Page excerpt »
Timing is everything. When I typed that my spellcheck turned it into “Timing is everyone.” I’ll take that as an unexpected tip about how to share today’s conservation inspiration about lost and found medicine.
I attended a prayer service this past weekend. Among the many beautiful moments on Peyote Sunday morning was a conversation between friends as we sat in the mostly empty tipi, enjoying friendship and the last of the hot coals still breathing and warming the fresh day.
Our brother who had conducted services told us the story of traveling to the peyote gardens as a young man. He and his father walked into the desert and could feel the presence of the medicine but they couldn’t see any. Looking around more, they eventually found one plant and sat down with it to pray. After doing so and looking around they began to see peyotes growing about, as if they were coming out like stars at night. Another friend joined in with his memory of finding medicine in Mexico in just the same way- finding nothing until after you pray with the first one. Then, suddenly, it’s like they are greeting you from everywhere you looked before. A sacred easter egg hunt in a magical land. It is actually not unlike hunting an elusive deer. But once your intentions and prayers are clear, the game shows itself for the sacrifice which sustains our lives. Most all of us who’ve pilgrimaged to collect medicine have similar stories. I’ve got plenty of my own. And by their timing, these lost and found medicine hunts can relay the exhilaration of a contact experience, or the gravity of a miracle when it happens to you.

But our tipi talk made me wonder- if the medicine is able to suddenly appear, it must be able to disappear just as easily. Maybe it’s doing that? That’s what I asked my friends. Maybe to the people who don’t need to see it, it doesn’t show? Hopefully so. In my magical thinking world, maybe the medicine is hiding itself for its own future. Maybe the fact that pickers can’t find enough to depend on for their income is just the medicine’s way of crippling the business so less is harvested. The problem with that is the fact that the membership of the Native American Church is not a shrinking demographic. Every church organization in the world would love to have a growing membership and the NAC does. So timing is everything, and everyone.

Today, after having a few days to think about how medicine hides and shows itself, I came upon an interesting article about a recently “rediscovered” legendary lost medicine, literally worth its weight in gold- Silphium.
Indeed, the Romans loved it so much, they referenced their darling herb in poems and songs, and wrote it into great works of literature. For centuries, local kings held a monopoly on the plant, which made the city of Cyrene, at modern Shahhat, Libya, the richest in Africa. Before they gave it away to the Romans, the Greek inhabitants even put it on their money. Julius Caesar went so far as to store a cache (1,500lbs or 680kg) in the official treasury.

Record excerpts »
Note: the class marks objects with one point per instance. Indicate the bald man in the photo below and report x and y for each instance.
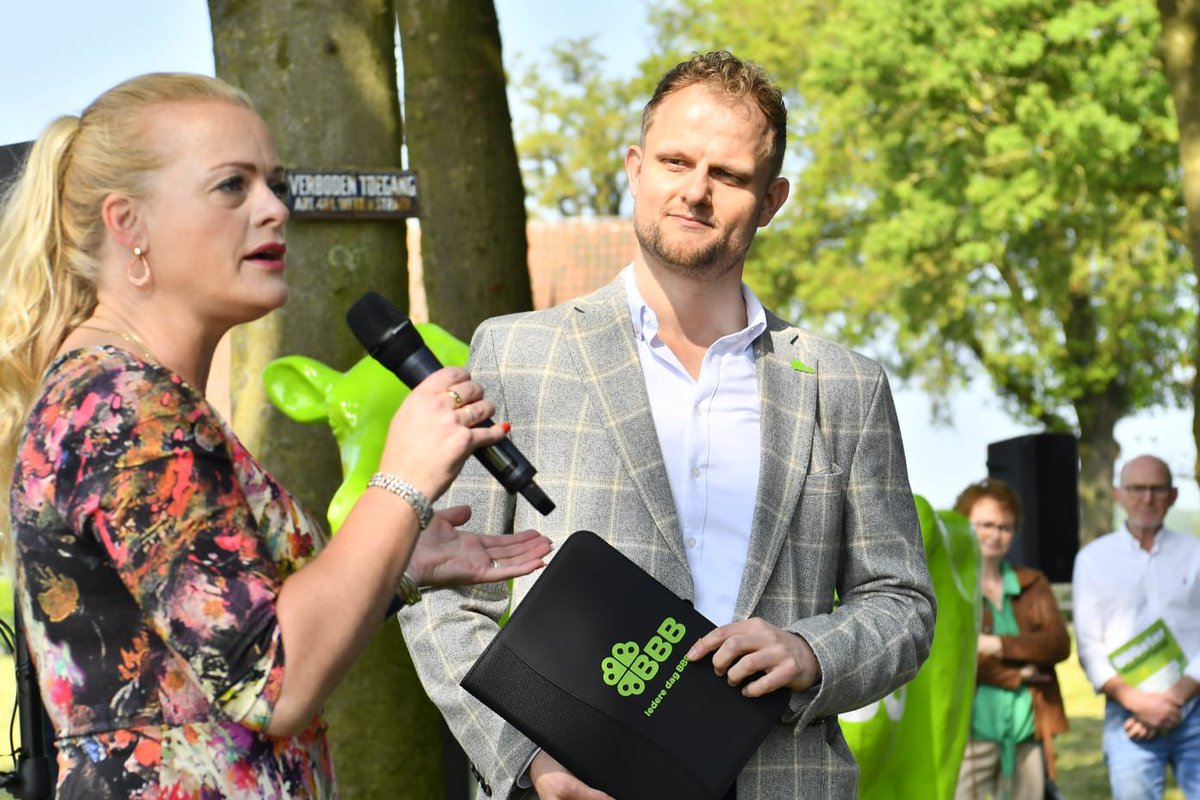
(1123, 583)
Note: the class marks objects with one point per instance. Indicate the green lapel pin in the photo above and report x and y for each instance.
(799, 366)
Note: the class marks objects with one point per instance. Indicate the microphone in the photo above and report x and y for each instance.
(391, 340)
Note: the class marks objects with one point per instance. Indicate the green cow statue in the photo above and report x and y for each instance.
(910, 744)
(384, 732)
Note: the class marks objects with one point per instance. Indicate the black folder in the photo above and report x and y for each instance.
(591, 666)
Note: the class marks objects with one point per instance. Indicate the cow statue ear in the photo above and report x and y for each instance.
(299, 386)
(451, 350)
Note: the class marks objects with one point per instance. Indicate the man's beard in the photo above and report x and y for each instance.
(709, 260)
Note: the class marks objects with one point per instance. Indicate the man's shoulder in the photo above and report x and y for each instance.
(556, 316)
(1101, 549)
(828, 353)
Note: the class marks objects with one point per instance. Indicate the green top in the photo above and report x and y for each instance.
(997, 714)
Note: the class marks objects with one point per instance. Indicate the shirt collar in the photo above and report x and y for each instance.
(1008, 575)
(1134, 545)
(646, 322)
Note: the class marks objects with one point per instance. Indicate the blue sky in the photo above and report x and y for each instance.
(59, 55)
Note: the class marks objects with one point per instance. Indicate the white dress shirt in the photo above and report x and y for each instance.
(1120, 589)
(709, 432)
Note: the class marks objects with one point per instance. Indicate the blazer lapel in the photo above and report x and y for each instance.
(601, 337)
(787, 391)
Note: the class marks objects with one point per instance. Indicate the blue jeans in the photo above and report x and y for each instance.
(1138, 769)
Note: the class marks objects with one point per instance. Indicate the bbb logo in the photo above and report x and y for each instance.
(629, 667)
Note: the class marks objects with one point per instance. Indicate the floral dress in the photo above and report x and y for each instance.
(150, 549)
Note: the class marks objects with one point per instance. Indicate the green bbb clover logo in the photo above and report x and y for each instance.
(629, 667)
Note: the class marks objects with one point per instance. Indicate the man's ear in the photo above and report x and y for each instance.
(634, 168)
(777, 193)
(120, 216)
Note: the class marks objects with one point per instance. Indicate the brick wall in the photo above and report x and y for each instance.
(568, 258)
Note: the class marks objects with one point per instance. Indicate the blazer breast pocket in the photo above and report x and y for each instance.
(821, 499)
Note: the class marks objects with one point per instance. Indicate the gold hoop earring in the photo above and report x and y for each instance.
(139, 257)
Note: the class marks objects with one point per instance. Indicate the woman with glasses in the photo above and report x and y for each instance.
(1018, 707)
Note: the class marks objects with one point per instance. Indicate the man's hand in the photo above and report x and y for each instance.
(1183, 690)
(1031, 674)
(753, 647)
(1139, 731)
(553, 782)
(1152, 709)
(989, 645)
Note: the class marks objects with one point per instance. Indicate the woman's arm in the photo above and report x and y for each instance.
(1047, 642)
(329, 609)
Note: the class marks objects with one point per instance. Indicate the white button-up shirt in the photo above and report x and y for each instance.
(1120, 589)
(709, 434)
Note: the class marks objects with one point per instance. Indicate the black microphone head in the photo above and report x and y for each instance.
(373, 319)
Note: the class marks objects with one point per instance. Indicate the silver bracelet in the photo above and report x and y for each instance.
(408, 589)
(411, 493)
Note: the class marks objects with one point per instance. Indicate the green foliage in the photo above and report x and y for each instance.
(573, 149)
(990, 184)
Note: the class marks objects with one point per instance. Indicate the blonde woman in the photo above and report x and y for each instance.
(185, 615)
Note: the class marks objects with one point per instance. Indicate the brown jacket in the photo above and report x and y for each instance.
(1043, 642)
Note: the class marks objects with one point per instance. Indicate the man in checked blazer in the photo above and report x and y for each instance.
(750, 467)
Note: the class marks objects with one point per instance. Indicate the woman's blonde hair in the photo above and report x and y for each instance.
(51, 229)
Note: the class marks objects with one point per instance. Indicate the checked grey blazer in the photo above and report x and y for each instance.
(835, 549)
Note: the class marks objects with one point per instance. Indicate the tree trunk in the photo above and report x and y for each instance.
(460, 143)
(323, 76)
(1098, 451)
(1181, 24)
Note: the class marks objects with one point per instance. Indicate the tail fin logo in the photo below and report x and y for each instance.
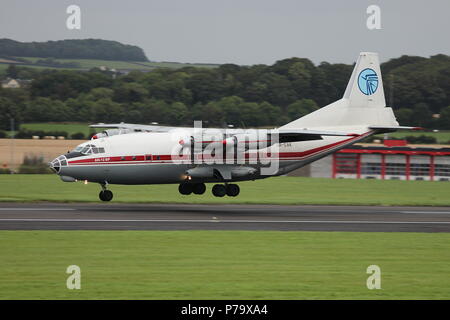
(368, 81)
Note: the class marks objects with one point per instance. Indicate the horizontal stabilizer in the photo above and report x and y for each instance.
(384, 129)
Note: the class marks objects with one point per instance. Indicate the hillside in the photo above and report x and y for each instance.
(73, 49)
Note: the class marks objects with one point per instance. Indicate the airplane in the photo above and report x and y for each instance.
(134, 154)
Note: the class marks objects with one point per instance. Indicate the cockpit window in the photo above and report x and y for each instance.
(89, 149)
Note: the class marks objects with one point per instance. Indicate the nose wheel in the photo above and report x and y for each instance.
(105, 195)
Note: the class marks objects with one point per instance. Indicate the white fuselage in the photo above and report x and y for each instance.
(158, 158)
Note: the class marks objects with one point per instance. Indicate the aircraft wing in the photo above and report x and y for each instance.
(288, 135)
(134, 127)
(384, 129)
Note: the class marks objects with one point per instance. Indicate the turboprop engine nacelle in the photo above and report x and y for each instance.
(111, 132)
(250, 141)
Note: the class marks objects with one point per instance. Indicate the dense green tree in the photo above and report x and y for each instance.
(300, 108)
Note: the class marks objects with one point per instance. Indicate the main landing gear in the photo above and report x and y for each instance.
(218, 190)
(188, 188)
(105, 195)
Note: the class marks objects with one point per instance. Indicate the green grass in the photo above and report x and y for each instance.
(280, 190)
(69, 127)
(223, 265)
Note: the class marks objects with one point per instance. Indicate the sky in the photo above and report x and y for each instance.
(244, 32)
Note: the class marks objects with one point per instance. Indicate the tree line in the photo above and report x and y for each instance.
(245, 96)
(73, 49)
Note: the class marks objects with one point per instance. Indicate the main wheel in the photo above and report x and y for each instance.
(233, 190)
(199, 188)
(185, 188)
(105, 195)
(219, 190)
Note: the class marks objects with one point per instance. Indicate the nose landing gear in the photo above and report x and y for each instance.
(105, 195)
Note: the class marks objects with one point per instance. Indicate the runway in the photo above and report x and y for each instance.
(60, 216)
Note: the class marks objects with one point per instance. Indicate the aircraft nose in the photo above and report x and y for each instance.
(57, 163)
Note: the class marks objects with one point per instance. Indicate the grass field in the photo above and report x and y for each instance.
(69, 127)
(280, 190)
(223, 265)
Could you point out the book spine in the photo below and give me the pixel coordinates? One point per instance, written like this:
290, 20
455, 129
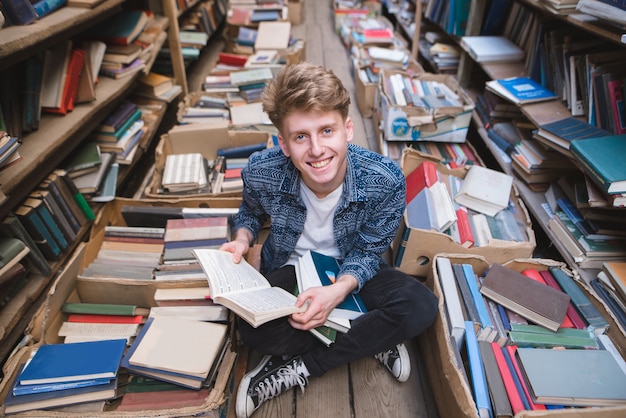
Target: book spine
479, 381
481, 306
11, 226
40, 234
19, 12
45, 7
79, 198
582, 303
53, 227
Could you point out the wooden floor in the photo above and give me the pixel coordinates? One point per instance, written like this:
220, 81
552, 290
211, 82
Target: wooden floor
362, 389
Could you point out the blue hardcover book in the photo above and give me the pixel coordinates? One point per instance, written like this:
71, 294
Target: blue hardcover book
324, 269
481, 306
45, 7
581, 302
20, 389
520, 90
516, 379
477, 372
27, 402
57, 363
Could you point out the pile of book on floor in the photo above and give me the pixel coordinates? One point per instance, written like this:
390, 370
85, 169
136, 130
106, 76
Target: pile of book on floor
125, 358
532, 339
460, 208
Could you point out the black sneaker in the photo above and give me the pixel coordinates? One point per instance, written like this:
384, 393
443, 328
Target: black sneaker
397, 361
270, 378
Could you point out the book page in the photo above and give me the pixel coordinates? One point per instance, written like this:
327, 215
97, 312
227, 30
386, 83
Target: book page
224, 276
264, 300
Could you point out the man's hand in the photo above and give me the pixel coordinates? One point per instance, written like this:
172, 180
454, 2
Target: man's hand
321, 300
239, 246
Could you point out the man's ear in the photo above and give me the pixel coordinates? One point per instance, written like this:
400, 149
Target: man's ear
283, 145
349, 129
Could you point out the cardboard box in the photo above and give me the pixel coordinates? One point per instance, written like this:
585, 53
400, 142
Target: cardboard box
43, 329
203, 138
365, 91
139, 292
451, 391
420, 246
410, 123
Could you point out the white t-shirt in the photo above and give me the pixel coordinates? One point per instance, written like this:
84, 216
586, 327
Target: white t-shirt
318, 226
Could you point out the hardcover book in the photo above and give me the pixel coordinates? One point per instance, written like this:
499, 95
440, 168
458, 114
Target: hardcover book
520, 90
534, 301
492, 49
597, 156
573, 377
485, 190
55, 363
243, 289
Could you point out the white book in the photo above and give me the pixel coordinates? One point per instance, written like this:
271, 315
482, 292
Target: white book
456, 320
485, 190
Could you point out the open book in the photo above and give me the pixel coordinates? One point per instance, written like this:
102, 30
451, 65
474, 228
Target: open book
243, 289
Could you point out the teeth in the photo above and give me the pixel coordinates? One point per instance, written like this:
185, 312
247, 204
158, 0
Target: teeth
321, 164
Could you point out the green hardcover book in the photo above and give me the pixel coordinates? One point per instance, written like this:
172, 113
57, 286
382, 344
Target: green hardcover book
581, 302
11, 226
39, 232
49, 221
84, 160
597, 155
78, 196
104, 309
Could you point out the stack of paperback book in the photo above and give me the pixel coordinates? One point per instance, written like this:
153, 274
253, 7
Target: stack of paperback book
66, 374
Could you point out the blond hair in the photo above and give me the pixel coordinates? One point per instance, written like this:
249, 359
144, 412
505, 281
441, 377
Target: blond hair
304, 87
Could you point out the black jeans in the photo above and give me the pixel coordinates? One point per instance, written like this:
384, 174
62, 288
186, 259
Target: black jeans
399, 308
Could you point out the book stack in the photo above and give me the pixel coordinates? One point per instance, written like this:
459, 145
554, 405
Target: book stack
13, 269
185, 173
251, 82
124, 56
127, 253
179, 351
502, 376
183, 235
9, 153
66, 374
316, 269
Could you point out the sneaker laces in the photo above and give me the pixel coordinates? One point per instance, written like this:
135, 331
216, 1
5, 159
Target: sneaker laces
273, 385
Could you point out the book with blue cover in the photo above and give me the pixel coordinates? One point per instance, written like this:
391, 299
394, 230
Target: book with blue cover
55, 363
520, 90
318, 269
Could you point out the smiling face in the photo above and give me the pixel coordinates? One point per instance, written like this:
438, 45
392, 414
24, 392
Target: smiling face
317, 143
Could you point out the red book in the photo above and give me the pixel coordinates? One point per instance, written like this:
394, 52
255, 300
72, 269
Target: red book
232, 59
465, 229
425, 175
536, 276
509, 384
572, 313
72, 77
105, 319
535, 407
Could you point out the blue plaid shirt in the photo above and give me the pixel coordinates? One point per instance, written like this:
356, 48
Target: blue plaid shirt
365, 222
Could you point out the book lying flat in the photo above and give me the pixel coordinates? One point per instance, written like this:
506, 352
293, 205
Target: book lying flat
70, 362
573, 377
534, 301
243, 289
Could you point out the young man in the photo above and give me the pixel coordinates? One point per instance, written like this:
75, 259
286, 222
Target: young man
321, 193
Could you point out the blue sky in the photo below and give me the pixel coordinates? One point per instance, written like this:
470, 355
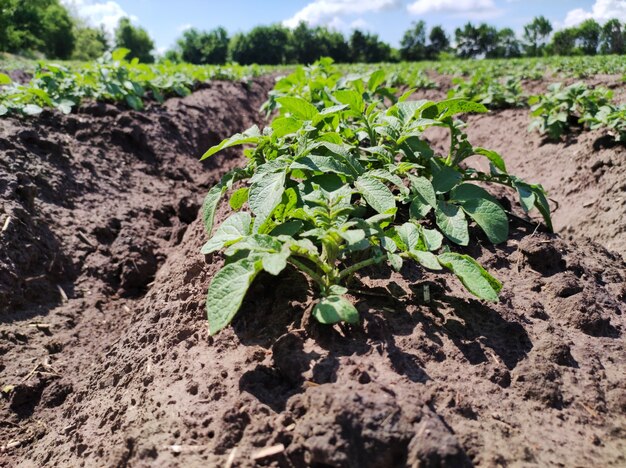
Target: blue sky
165, 19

What to do »
- a) Name every geographic place (country, city, or continent) that the medicine essay above mentions.
- b) Please set down the part of the medicine essay starting with "I attended a" and going on through "the fresh day.", word for word.

Responses by task »
- a) Mexico, Cyrene, Shahhat, Libya, Africa

- b)
I attended a prayer service this past weekend. Among the many beautiful moments on Peyote Sunday morning was a conversation between friends as we sat in the mostly empty tipi, enjoying friendship and the last of the hot coals still breathing and warming the fresh day.